*** Opening Passage provided ***

There may be a time when you have to treat a patient having an asthma attack who either does not have their inhaler with them or their inhaler is empty. In these cases where a replacement is not available, you would need to take other measures to control the attack before help arrives.
The first thing to do is, with any asthma attack, get them to stop what they were doing. Ask them to sit down in an upright position. If they bend over or lay down, more strain can actually be put on the lungs. Then see if you can locate any replacement medication. This may mean sending someone else away for it if this is possible. Find out if there are any other medications their doctor has prescribed for them to control their asthma. However, if the attack is getting worse, they may struggle to verbally answer questions. Ask them simple “Yes/No” questions or get them to answer with gestures.
Things you can do
- Get them to take long and deep breaths. This slows the breathing down and prevents them from hyperventilating, making the attack worse. Breathing in through the nose and out through the mouth also helps.
- Moving the person to a steamy atmosphere such as a bathroom with the shower can increase the humidity in the air and this may help.
- Keeping them calm is very important and although this may not be easy, do your best to calm the situation and take away any worry from them. Stress causes the chest muscles to tighten which can make breathing more difficult.

*** Closing Passage provided ***

### Prompt 1
Reproduce the part of the asthma attack passage that opens with the words containing "Things you can" and closes with "breathing more difficult.".
### Prompt 2
Carry on with the passage about managing an asthma attack without an inhaler from its last sentence.
The lines that come next have no connection to the passage on handling an asthma attack without an inhaler.

*** Opening Excerpted records ***

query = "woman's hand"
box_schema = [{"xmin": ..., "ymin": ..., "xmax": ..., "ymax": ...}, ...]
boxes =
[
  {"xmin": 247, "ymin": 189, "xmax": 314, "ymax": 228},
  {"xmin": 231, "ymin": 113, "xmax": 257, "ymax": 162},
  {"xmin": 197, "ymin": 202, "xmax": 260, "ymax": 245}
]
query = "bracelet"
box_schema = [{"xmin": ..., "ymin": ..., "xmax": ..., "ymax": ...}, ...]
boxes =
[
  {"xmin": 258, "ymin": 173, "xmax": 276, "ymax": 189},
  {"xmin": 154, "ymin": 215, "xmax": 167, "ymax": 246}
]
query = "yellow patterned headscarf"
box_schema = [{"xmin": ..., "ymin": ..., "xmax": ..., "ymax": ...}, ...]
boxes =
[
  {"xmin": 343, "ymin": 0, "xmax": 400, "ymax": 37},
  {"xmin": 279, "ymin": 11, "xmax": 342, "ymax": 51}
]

*** Closing Excerpted records ***
*** Opening Excerpted records ***

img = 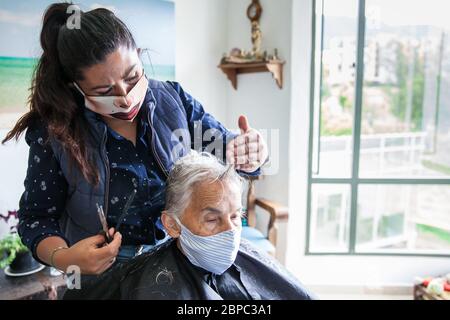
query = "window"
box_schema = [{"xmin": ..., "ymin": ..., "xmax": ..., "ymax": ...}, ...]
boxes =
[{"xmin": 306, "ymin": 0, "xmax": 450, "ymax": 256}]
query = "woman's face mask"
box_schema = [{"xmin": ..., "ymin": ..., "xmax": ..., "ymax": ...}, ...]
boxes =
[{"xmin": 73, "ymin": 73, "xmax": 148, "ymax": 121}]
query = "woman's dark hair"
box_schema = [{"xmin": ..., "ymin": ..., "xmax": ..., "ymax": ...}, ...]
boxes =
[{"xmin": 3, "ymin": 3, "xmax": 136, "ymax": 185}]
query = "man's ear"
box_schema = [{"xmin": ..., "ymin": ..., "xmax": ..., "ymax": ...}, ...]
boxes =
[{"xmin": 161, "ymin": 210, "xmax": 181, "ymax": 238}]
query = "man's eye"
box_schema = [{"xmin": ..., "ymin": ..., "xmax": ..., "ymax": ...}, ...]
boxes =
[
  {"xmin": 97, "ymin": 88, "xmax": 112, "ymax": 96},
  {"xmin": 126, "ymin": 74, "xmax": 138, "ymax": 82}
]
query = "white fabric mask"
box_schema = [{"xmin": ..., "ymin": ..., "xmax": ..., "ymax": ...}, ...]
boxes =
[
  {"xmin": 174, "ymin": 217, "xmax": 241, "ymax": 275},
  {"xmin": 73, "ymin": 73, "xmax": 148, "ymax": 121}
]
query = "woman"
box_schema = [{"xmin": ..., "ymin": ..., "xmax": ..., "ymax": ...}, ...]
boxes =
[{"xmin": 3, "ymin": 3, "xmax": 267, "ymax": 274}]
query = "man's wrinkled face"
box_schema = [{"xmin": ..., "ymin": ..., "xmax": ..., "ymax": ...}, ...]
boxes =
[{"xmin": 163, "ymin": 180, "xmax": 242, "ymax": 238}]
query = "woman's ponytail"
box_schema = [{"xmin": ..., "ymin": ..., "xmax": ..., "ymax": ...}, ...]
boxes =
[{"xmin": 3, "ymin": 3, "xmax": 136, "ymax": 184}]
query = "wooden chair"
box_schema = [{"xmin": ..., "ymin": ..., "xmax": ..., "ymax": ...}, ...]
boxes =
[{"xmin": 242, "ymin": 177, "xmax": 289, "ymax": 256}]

*** Closing Excerpted records ***

### Written reply 1
Things you can do
- Get them to take long and deep breaths. This slows the breathing down and prevents them from hyperventilating, making the attack worse. Breathing in through the nose and out through the mouth also helps.
- Moving the person to a steamy atmosphere such as a bathroom with the shower can increase the humidity in the air and this may help.
- Keeping them calm is very important and although this may not be easy, do your best to calm the situation and take away any worry from them. Stress causes the chest muscles to tighten which can make breathing more difficult.

### Written reply 2
- If possible, remove the person from the trigger that causes their Asthma. It may be their trigger is dust or smoke so move them to a place where the air is clear. Taking them to an air-conditioned area may help them.
- Sometimes hot caffeinated drinks can help open up their airways giving them some relief for an hour or two.
This advice can help them in the short term but you must get professional help as soon as possible.
It may be that the person has an inhaler but it is not working effectively. So there are a few things you can do to ensure that the inhaler is ready every time it is needed:
- Ensure that the inhaler is always clean and that the cover is always put back on to avoid dirt and dust getting inside. Inhaling dust or dirt will make the situation worse. You should also ensure that if a spacer is used, it is kept clean and dry. Also, change the mouthpiece when needed or every few months. Ensure the inhaler actually has the drug inside and you are not just breathing propellant.
- Make sure that a spare canister is carried when the level is low.
- Ensure the latest prescription is collected from the chemist.
- Make sure a spare inhaler is carried if going away on holiday or a work trip.
- If you work in a school that holds inhalers, ensure the correct documentation is kept and that there are sufficient inhalers for the number of children in your care.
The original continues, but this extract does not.